Eso depende de la zona de Irlanda de la que hablemos. Si dividimos Irlanda en 4 cuadrantes mediante una X en el centro de la isla, el norte y el este si son zonas donde claramente hay una identidad mas marcadamente vikinga y anglosajona. Pero en las zonas sur y oeste se ve mucho mas el aspecto celta. Yo digo siempre que si estas en Dublin parece que estas en una ciudad inglesa un poco rarita, pero si estas en Cork se ve claramente que no estas en Inglaterra. Con la gente ocurre lo mismo, aunque en Dublin dado que es la capital te puedes encontrar de todo, lo logico es que veas mas gente rubia y mas aspecto ingles o nordico que en zonas mas al oeste o el sur.
Esto se ve claramente en el mapa de hablantes del gaelico irlandes:


----------



## Renato (18 Feb 2015)

La distribución del gaélico no se corresponde necesariamente con un menor aporte genético vikingo. Los vikingos fueron asimilados a la cultura celta irlandesa y cristianizados. Quienes anglificaron culturalmente la isla fueron los normandos en adelante, que también eran de ascendencia vikinga no obstante.

Por ejemplo en este mapa Cork aparece como zona de dominio vikingo:


----------



## visitorv2 (18 Feb 2015)

Viva el 8% xd


----------



## tixel (18 Feb 2015)

Mendelssohn dijo:


> Que tiene que ver San Juan con los celtas? Si en Almería también es la fiesta mas importante del año.
> 
> De todos modos influencia cultural puede que haya, no lo se. Yo hablo de migraciones y mezcla genética, y como decía antes, al contrario de lo que se nos ha dicho siempre, no la hubo, según dicen los entendidos.
> 
> Seguro que tu piensas que los egipcios viajaron a América para construir las pirámides aztecas



Creo que no encontraras, bueno casi lo firmaria con sangre, un sitio que celebre San Juan como se celebra en Galicia.


----------



## Bernaldo (18 Feb 2015)

El único registro fiable que existe al respecto, por la cantidad de muestra, es la que se hizo a principios del siglo pasado entre los quintos reclutados.

Los datos le dan la razón a Hoyos Sáinz respecto a Cantabria, pero también ahí abundan relativamente gente que perfectamente podía pasar por magrebí. Por ejemplo, el actual presidente de la comunidad, que es un caso clarísimo:







Por lo demás, en todo el norte, es habitual el tipo que por ahí algunos llaman "moruno", yo diría más bien "turcoide". Desconozco la razón, pero en mi opinión es algo de origen muy antiguo, como alguien dijo por ahí, por causas parecidas a los "black irish" o los "negros" galeses, poblaciones aisladas o recluídas por oleadas de nuevos invasores.

Respecto a los gallegos, tengo la experiencia anecdótica de que en Centroeuropa a bastantes los suelen confundir con turcos, incluso los mismos turcos. Suelen darse un aire a Lendoiro o María Patiño.













Por lo general, a pesar de que regiones como Cantabria, Huesca o Granada, Alicante, etc, tengan porcentajes un poco mayores de ojos claros y cabellos castaños claros, España es bastante homogenea de una punta a otra.
------------------------------------------------
● **TAREA DE TRABAJO 1**
Según el hilo del foro, ¿quiénes anglificaron culturalmente la isla de Irlanda?
● **TAREA DE TRABAJO 2**
Transcribe el fragmento del hilo del foro que comienza en las palabras «## tixel (18» y termina después de «dicen los entendidos.».

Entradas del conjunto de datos
------------------------------------------------
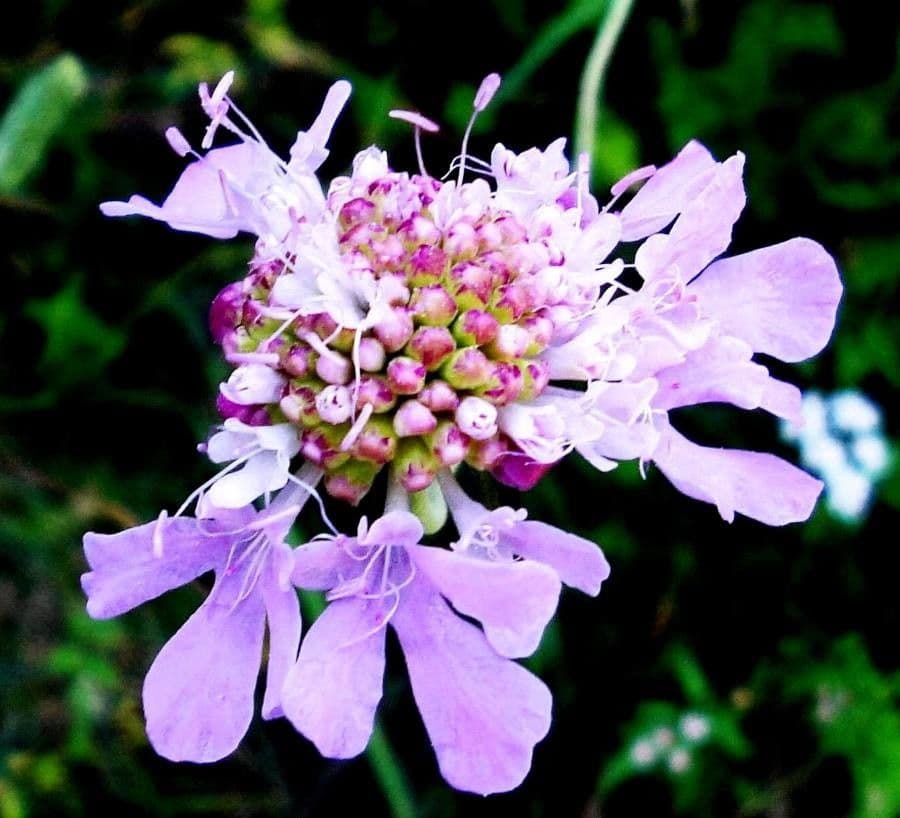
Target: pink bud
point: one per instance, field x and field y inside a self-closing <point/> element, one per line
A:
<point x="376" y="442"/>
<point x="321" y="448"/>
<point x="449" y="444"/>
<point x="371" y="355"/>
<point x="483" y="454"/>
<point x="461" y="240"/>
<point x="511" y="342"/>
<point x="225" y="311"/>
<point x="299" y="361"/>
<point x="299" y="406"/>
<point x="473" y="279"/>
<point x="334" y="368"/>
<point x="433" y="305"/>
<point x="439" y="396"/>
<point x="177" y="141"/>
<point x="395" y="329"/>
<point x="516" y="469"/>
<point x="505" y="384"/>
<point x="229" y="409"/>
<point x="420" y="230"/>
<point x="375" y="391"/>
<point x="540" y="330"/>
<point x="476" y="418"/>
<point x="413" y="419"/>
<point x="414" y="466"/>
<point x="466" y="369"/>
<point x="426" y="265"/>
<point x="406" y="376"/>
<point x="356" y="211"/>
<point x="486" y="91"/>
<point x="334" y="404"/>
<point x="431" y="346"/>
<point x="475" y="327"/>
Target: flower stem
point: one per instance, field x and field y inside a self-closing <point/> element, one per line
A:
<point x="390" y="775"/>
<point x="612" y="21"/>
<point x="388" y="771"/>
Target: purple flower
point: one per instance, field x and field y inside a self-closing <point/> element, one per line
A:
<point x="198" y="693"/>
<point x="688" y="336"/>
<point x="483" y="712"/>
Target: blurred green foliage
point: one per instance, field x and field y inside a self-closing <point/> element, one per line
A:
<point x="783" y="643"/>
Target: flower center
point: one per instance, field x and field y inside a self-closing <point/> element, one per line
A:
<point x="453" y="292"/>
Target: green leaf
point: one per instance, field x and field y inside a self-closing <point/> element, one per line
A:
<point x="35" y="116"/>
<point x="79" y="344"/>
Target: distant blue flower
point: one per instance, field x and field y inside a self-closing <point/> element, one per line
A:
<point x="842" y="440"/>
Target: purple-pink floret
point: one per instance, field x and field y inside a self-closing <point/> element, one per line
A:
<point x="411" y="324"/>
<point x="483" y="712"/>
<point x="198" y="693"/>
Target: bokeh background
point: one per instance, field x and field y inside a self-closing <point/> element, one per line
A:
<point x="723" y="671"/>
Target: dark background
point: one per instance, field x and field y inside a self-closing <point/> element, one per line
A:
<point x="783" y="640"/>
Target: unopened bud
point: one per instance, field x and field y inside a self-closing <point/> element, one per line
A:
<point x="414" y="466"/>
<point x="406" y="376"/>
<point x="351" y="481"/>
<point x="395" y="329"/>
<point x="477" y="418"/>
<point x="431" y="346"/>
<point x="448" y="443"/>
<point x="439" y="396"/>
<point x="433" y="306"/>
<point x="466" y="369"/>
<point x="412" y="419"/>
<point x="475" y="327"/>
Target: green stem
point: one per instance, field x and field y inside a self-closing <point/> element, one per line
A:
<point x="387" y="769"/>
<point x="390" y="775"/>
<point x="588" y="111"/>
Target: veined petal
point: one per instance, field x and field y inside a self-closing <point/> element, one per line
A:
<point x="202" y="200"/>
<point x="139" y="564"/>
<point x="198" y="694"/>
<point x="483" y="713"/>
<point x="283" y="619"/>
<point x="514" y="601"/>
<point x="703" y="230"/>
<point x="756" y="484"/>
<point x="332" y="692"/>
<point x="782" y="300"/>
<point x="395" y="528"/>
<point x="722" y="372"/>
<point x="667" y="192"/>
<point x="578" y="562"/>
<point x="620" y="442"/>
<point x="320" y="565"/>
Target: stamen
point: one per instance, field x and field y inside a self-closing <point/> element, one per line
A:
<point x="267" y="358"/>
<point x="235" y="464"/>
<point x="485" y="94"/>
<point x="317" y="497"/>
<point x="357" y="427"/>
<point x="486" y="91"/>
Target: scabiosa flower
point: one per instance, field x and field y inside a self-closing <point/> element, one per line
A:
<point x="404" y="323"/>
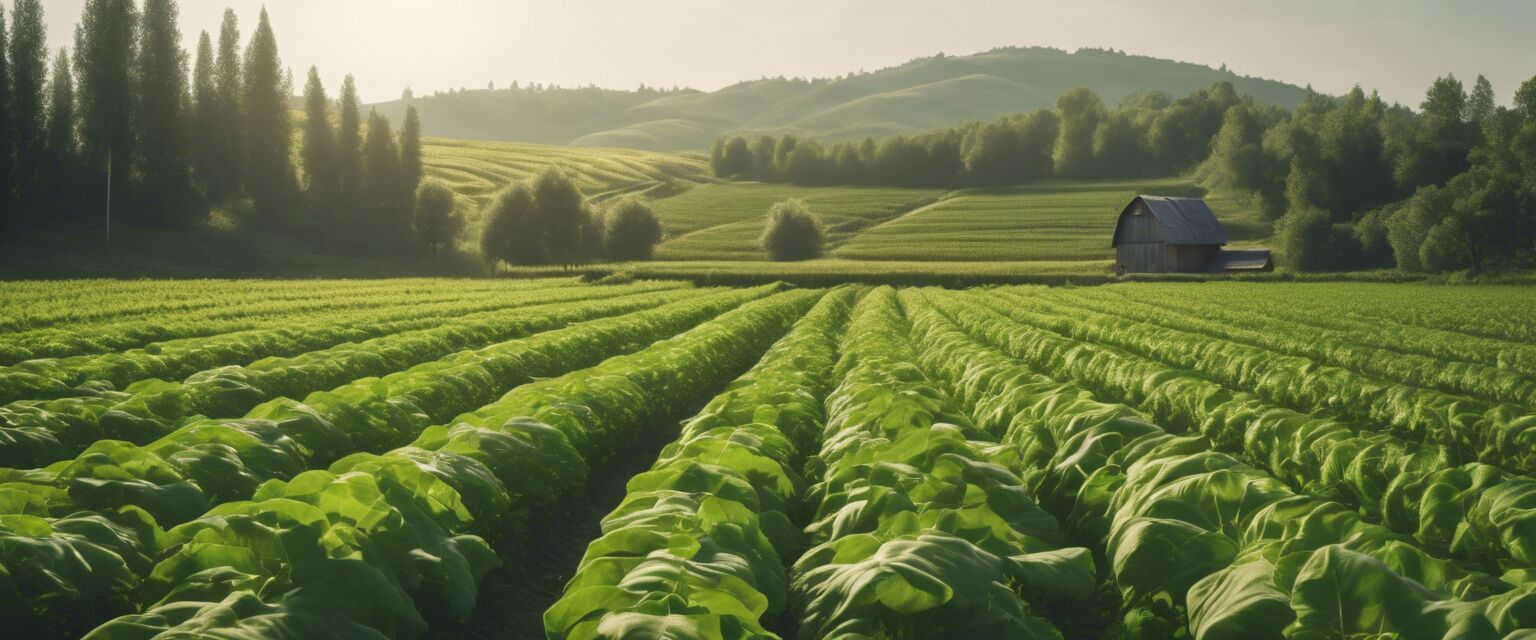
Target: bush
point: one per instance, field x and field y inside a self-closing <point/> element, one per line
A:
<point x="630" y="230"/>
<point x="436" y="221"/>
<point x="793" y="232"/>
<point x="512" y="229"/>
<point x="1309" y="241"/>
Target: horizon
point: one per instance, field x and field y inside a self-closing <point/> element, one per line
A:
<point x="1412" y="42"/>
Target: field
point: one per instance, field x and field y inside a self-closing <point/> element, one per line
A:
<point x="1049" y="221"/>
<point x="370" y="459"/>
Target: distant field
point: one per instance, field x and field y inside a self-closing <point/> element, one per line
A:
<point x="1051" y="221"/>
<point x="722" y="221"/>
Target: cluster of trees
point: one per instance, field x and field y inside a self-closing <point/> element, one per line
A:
------------------------------------------------
● **ESPACIO DE RESPUESTA 1**
Los normandos en adelante, que también eran de ascendencia vikinga.

● **ESPACIO DE RESPUESTA 2**
## tixel (18 Feb 2015)

Mendelssohn dijo:


> Que tiene que ver San Juan con los celtas? Si en Almería también es la fiesta mas importante del año.
> 
> De todos modos influencia cultural puede que haya, no lo se. Yo hablo de migraciones y mezcla genética, y como decía antes, al contrario de lo que se nos ha dicho siempre, no la hubo, según dicen los entendidos.